Problem details: Write out every one of the entries below word for word, but leave the pictures out.

Source material:
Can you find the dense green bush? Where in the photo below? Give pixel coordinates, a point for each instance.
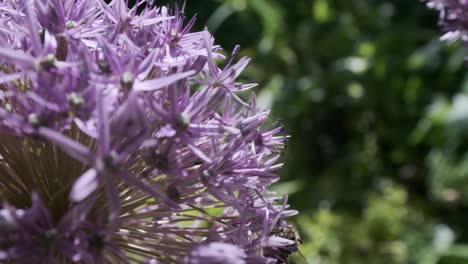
(375, 105)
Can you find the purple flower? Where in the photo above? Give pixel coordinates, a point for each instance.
(453, 18)
(217, 253)
(122, 141)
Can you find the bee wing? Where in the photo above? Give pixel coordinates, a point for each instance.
(298, 258)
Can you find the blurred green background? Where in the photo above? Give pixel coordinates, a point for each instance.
(377, 110)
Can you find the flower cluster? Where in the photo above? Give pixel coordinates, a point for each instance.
(453, 18)
(123, 141)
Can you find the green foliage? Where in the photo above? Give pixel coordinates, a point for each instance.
(377, 109)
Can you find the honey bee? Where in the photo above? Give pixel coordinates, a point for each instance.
(283, 254)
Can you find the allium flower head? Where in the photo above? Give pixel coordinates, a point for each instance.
(453, 18)
(123, 141)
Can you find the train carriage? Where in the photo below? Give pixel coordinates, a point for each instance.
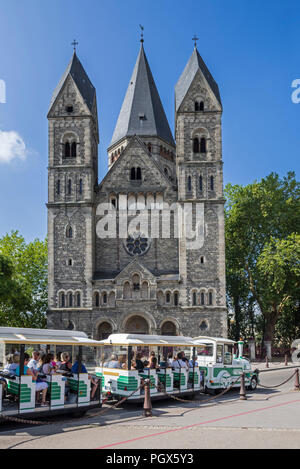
(121, 379)
(221, 367)
(18, 393)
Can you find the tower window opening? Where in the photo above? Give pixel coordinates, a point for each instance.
(67, 150)
(196, 145)
(138, 174)
(203, 145)
(73, 149)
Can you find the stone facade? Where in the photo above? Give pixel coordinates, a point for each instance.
(98, 285)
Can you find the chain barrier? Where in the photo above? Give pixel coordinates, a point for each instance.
(43, 422)
(278, 385)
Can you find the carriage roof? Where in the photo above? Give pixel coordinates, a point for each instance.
(144, 339)
(20, 335)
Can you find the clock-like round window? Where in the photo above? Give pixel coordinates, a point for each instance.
(137, 244)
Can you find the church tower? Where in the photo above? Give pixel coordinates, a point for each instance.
(199, 166)
(72, 177)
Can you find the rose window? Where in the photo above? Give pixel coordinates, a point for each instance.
(137, 244)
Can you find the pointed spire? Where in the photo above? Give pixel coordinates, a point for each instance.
(82, 81)
(194, 64)
(142, 112)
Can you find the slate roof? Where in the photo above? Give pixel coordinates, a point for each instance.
(83, 83)
(194, 64)
(142, 112)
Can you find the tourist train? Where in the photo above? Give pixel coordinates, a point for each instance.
(114, 368)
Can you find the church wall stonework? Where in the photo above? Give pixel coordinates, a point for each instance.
(95, 284)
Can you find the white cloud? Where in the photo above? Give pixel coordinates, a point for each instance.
(11, 146)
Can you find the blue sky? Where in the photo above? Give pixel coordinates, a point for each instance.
(251, 47)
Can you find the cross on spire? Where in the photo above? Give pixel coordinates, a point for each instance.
(74, 44)
(195, 38)
(142, 33)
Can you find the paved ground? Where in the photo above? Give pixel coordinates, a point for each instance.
(267, 419)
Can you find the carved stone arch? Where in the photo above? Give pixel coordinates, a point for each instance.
(104, 330)
(165, 321)
(146, 316)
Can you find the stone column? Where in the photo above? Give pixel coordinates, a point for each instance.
(251, 343)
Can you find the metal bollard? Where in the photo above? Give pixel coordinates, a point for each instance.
(267, 362)
(297, 384)
(243, 396)
(147, 400)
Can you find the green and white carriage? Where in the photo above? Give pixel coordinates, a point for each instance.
(18, 395)
(221, 367)
(122, 379)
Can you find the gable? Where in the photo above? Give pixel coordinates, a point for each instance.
(199, 90)
(135, 155)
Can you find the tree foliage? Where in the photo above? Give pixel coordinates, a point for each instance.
(262, 246)
(23, 281)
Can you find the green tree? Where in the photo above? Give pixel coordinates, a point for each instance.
(24, 299)
(262, 221)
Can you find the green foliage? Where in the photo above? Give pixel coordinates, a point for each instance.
(262, 248)
(23, 292)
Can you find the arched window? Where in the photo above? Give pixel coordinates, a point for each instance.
(176, 299)
(70, 300)
(78, 300)
(73, 149)
(202, 299)
(196, 145)
(200, 183)
(97, 300)
(194, 298)
(203, 145)
(132, 174)
(69, 232)
(67, 150)
(138, 174)
(62, 301)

Result of the task:
Can you find the dense green bush? Where in the photo below? Give pixel coordinates, a point for each instance.
(375, 105)
Can you find the purple flower? Where in the photo above? Give pixel coordinates, a point for each instance.
(453, 18)
(217, 253)
(122, 141)
Can you find the bee wing? Where in the photo above? Give pixel coordinates, a point for each instance.
(298, 258)
Can you find the blurred green background? Where in the photo above? Give pixel coordinates, a point for each instance.
(377, 110)
Can you find the flower cluster? Where in the photo above? Give pixel coordinates, a point for each instance.
(453, 18)
(123, 141)
Can you find the green foliage? Where in the photo above? Give pixel coordinates, a point for each instance.
(377, 109)
Can you find the honey bee? Where in the photo above? Give pixel coordinates, a point for each instance.
(283, 254)
Can you find the allium flower head? Where in the photo above? Give pixel coordinates, a point for each instance.
(453, 18)
(123, 141)
Can you find the train carriage? Where in the photo below? Give pixel coordinates, a point for each instance.
(121, 379)
(221, 367)
(18, 393)
Can you find the tower window opening? Where in the photo above? Give pixel coordinates, a point for each instance.
(67, 150)
(196, 145)
(138, 174)
(203, 145)
(73, 149)
Can you find the stone facade? Where in the photo above? Give pixel coordinates, a point for each instance.
(98, 285)
Can you find the chain barrier? Where in the photo above? Give pixel coordinates, a point for each instance.
(43, 422)
(278, 385)
Can you find the carriage roof? Where in the photo above? Give pixel coordinates, a point for each instance.
(144, 339)
(20, 335)
Can you find the clock-like round window? Where in the photo above? Give pixel coordinates, a point for each instance.
(137, 244)
Can you find the church tower? Where in the photo above? Give pixel coordinates, a point for each instance.
(199, 166)
(72, 177)
Can you find the rose window? Where in the photo above? Give pixel coordinates, a point for each instance.
(137, 244)
Can you find the pointed spire? Where in the photo above? Give pixel coordinates, a point for each instance.
(82, 81)
(194, 64)
(142, 112)
Can you find the slate roof? Where in the photo above? Give pixel coordinates, a point for each instance.
(83, 83)
(194, 64)
(142, 112)
Can you find the tourist train? Where in the photo above? Give pixel coordinates, a point for each instance.
(114, 368)
Can you find the church wall stonework? Where in the photo above? Give pixel coordinates, a point for each instance.
(95, 284)
Can you find the white cloud? Where in the photo above? Give pixel coordinates, a point for each instance.
(11, 146)
Can you find the blue sky? Where in the photo above? Give pixel coordinates, a point for each instance.
(251, 47)
Can you find the cross on spire? Where in the photo above? Give pixel coordinates, a point for each instance.
(74, 44)
(195, 38)
(142, 33)
Can you find the paved ground? Where in the photo above? Give pixel coordinates, a point for each instance.
(267, 419)
Can you find the carved stone arch? Where in the photo above? Give pixel coordinates, a point for each instance.
(104, 330)
(165, 321)
(146, 316)
Can you find the stone column? Where in the photo above? Give pixel coordinates, a point for each instance.
(251, 343)
Can you find the metal bollard? Where in the photo above? Give pixel coordinates, a point for each instance.
(267, 362)
(297, 384)
(243, 396)
(147, 400)
Can you find the green and white carriage? Where in the photo above? Give pixel coordinates, a point for each instance.
(18, 395)
(221, 367)
(122, 379)
Can you find the gable? Where in the photo above? Give pixel coordinates, a point for each instance.
(199, 90)
(135, 155)
Can you find the tree foliage? Where in the photo above? Give pixel coordinates, a point for each instance.
(262, 246)
(23, 281)
Can you find the green tree? Where in the photo above? Give pixel coordinates, a point for each instance.
(24, 299)
(262, 221)
Can you find the green foliage? Where in the photo above? Give pixel coordinates, a point for each instance.
(262, 248)
(23, 292)
Can you find the arched window? Where in the photo above? Give pixel coordinates, a point for each instance.
(176, 299)
(70, 300)
(78, 300)
(73, 149)
(202, 299)
(196, 145)
(200, 183)
(97, 300)
(194, 298)
(203, 145)
(132, 174)
(69, 232)
(67, 150)
(138, 174)
(62, 301)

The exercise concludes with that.